##### Information given

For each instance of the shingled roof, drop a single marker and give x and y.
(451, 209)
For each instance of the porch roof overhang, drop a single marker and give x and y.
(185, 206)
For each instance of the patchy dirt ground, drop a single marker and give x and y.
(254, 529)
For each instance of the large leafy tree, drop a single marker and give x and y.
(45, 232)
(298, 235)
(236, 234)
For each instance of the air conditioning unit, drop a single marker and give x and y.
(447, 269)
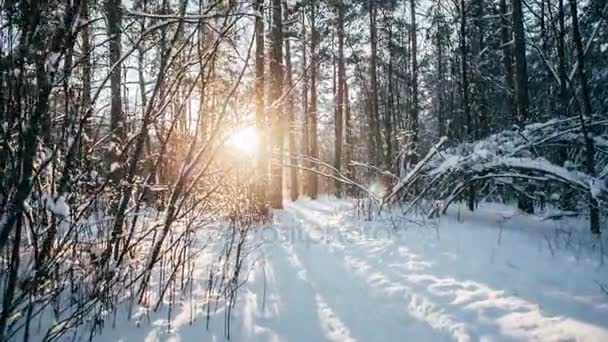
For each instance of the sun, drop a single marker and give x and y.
(244, 140)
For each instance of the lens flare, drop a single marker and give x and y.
(244, 140)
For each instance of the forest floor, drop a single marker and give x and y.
(322, 274)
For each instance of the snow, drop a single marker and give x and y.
(324, 275)
(58, 207)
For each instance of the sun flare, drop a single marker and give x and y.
(244, 140)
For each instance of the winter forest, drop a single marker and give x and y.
(303, 170)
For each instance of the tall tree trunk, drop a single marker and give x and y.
(521, 86)
(561, 55)
(276, 92)
(306, 125)
(413, 158)
(293, 160)
(339, 117)
(313, 181)
(375, 139)
(507, 58)
(388, 98)
(113, 9)
(262, 161)
(466, 108)
(594, 217)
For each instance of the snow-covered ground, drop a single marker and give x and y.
(323, 275)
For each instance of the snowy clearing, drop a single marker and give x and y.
(323, 275)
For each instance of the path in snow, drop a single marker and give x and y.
(323, 275)
(328, 277)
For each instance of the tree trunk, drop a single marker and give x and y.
(113, 9)
(521, 87)
(594, 217)
(375, 139)
(340, 102)
(507, 58)
(276, 92)
(293, 160)
(413, 158)
(466, 109)
(262, 162)
(306, 125)
(313, 181)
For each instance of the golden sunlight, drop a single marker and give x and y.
(244, 140)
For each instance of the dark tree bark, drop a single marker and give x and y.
(306, 125)
(413, 159)
(521, 86)
(506, 37)
(466, 107)
(594, 215)
(374, 117)
(293, 160)
(276, 93)
(313, 181)
(340, 102)
(262, 162)
(113, 12)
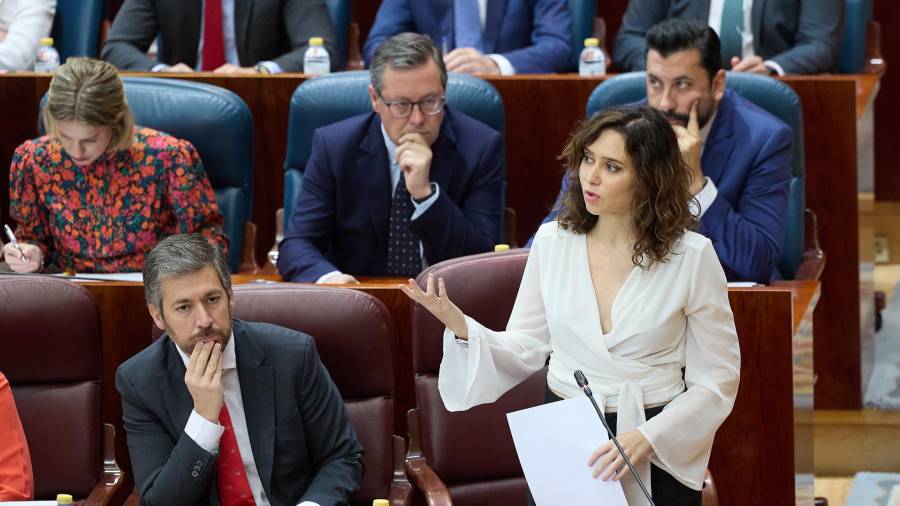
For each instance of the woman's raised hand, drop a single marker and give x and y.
(438, 303)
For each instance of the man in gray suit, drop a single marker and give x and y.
(762, 36)
(221, 411)
(260, 36)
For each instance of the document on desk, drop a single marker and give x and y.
(554, 442)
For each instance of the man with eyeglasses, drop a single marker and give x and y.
(389, 192)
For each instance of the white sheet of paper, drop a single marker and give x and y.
(742, 284)
(116, 276)
(554, 442)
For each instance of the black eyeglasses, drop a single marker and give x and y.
(402, 108)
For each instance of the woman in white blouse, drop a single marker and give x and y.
(23, 23)
(620, 288)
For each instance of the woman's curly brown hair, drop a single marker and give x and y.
(661, 205)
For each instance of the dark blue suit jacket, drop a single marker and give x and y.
(303, 443)
(803, 36)
(748, 157)
(340, 218)
(532, 34)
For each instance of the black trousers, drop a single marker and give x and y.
(665, 489)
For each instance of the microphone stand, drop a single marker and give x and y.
(582, 383)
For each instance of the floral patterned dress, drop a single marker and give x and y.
(107, 216)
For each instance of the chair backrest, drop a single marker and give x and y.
(219, 124)
(334, 97)
(355, 336)
(76, 27)
(773, 96)
(339, 12)
(852, 53)
(583, 12)
(51, 354)
(484, 287)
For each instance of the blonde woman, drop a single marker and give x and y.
(97, 193)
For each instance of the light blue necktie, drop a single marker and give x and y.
(730, 31)
(467, 24)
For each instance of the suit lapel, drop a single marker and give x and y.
(756, 22)
(171, 386)
(258, 395)
(492, 21)
(445, 156)
(242, 11)
(720, 143)
(373, 172)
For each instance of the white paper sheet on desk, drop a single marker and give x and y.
(115, 276)
(554, 442)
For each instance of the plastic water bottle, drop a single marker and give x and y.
(316, 61)
(47, 59)
(592, 61)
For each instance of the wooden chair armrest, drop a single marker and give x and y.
(401, 489)
(710, 496)
(811, 268)
(133, 499)
(111, 480)
(426, 480)
(813, 258)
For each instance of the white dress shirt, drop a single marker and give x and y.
(25, 23)
(707, 195)
(207, 434)
(674, 315)
(715, 22)
(229, 41)
(506, 68)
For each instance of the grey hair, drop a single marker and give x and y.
(405, 51)
(179, 255)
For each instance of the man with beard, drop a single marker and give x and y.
(410, 184)
(739, 154)
(221, 411)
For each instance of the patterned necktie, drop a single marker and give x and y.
(467, 23)
(403, 244)
(213, 38)
(730, 31)
(234, 488)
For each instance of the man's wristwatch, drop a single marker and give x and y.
(423, 199)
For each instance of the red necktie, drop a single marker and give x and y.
(213, 40)
(234, 489)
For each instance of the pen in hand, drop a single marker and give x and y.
(12, 240)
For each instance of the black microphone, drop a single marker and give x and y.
(582, 383)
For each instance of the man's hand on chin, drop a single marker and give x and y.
(204, 379)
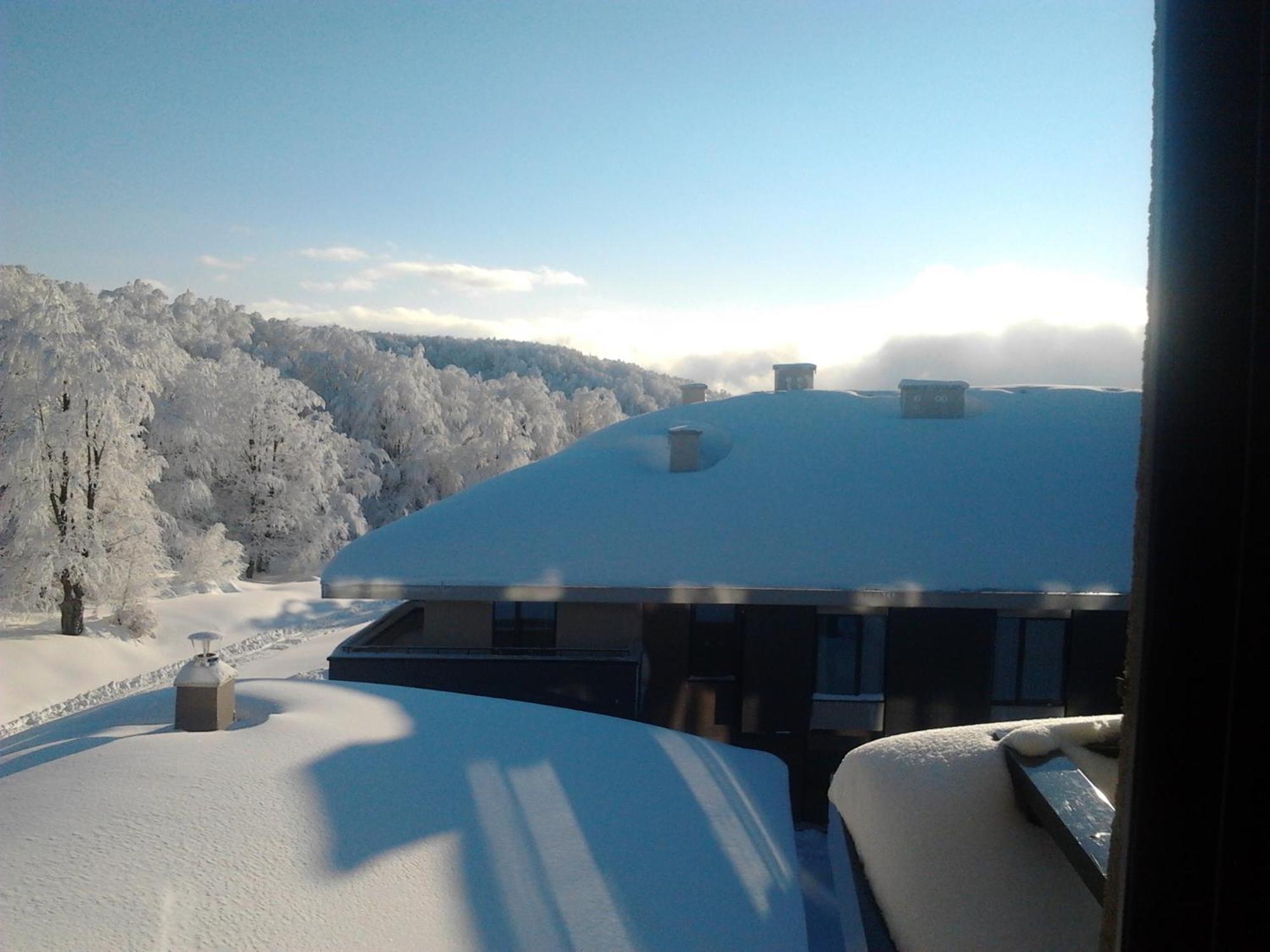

##########

- _Assigned task_
Take the line containing "For each instance of the patterned" and every line after it to the end of the records, and restate them verbatim, with no pictures.

- _Final answer_
For each instance of the patterned necktie, drop a single marker and give x and y.
(467, 23)
(403, 244)
(213, 38)
(730, 31)
(234, 488)
For each instance of the man's wristwatch, drop a single marker and give x and y.
(423, 199)
For each instance of the red necktie, drop a single marker and give x and y.
(213, 40)
(234, 489)
For each instance of the pen in hand, drop a single marker and give x and y.
(12, 240)
For each instance of the black microphone, drop a single marker and give x and y.
(582, 383)
For each instance of the man's hand on chin, drop a single marker and give x and y.
(204, 379)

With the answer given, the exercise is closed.